= Text section =
In a bid to resolve this problem, Boswijk, in partnership with George Shaw, have sought crowd funding to bring Belgian artist ROA to Nelson to paint the exterior of the Whitby House building.
"We do not want to stop the erection of these buildings, but we do want them to settle into the community a bit more."
ROA was known for painting birds, animals and beasts that were indigenous to the country that he was in, with his latest work being a skeleton of a Moa adorned with native birds on the side of the Christchurch museum.
"ROA has a week up his sleeve. I thought, why can't we bring him up to Nelson?"
The project will cost $10,000 and they have raised a third of the money, thanks to the donations of "like-minded individuals," he said.
ROA was available to start painting on January 13.
In the event they did not raise the money in time or find alternative means of funding, they would refund the money to all the contributors.
But such an event was unlikely as the chance was such a wonderful opportunity and too good to miss, said Boswijk.
"We will explore other options if necessary to plough on."
The question of importing art has caused debate among Nelsonians, with the Nelson Mail's art editor Judith Ritchie saying those responsible for funding distribution should think about what Nelson has to offer before "falling over ourselves to have a ‘famous' artist scoop the funds bucket for arts in Nelson".
"My Christmas wish would be that all of those in the position to divvy out funding and commissions ask themselves what is more important, name dropping three or four ‘famous' artists, or proudly standing squarely behind our talented, committed artists in this region, by giving them a slice of the cake?"

= Record extracts =
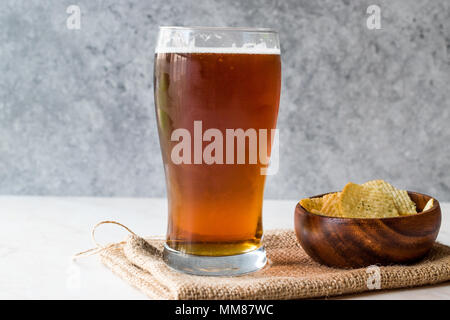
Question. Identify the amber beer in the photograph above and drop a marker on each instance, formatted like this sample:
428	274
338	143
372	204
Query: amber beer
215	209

...

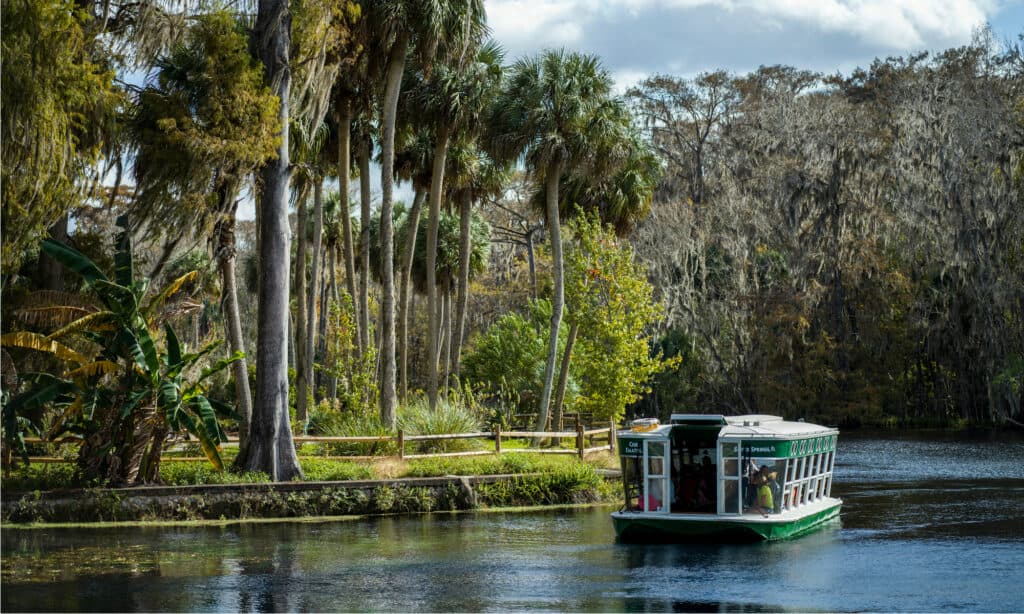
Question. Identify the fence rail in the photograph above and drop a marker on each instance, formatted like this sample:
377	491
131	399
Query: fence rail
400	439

= Exercises =
a. In the article about the ROA mural project for Nelson, how much will the project cost?
b. According to the article about the ROA mural project, why did Boswijk think it was unlikely that contributors would have to be refunded?
c. Proceed with the article about the ROA mural project for Nelson, continuing after its final sentence.

= Results for the exercise =
a. $10,000.

b. Boswijk said the chance was such a wonderful opportunity that it was too good to miss. He also said they would explore other options if necessary to keep going.

c.
In a letter to the editor last month, arts council director Lloyd Harwood disagreed with Ms Ritchie, saying he wondered what the
Nelson arts scene would be like without input from outside artists.
"The Suter, Nelson Arts Festival, our wonderful music festivals, theatrical productions and writers' events would be quite different beasts.
"So maybe a few pieces of public visual arts from outsiders are not too bad a thing to add to our splendid cultural mix."
Boswijk said while he did not have anything against the promotion of local art, in this circumstance having one of the world's foremost street artists was an opportunity that could not be missed.
"What we should be doing is encouraging people to beautify buildings, local or otherwise.
"I'm hoping this will generate more interest in making the increasingly more prevalent new earthquake safe buildings more palatable in our community."
He could not understand why there was such a debate over the division between local and international artists in Nelson.
"I don't only read local authors or listen to local music. How can we expect anyone to invest in our art internationally if we don't take it on board here?"
It had to be a two-way street, he said.
"We need to learn from outside influences to stay stimulated," he said.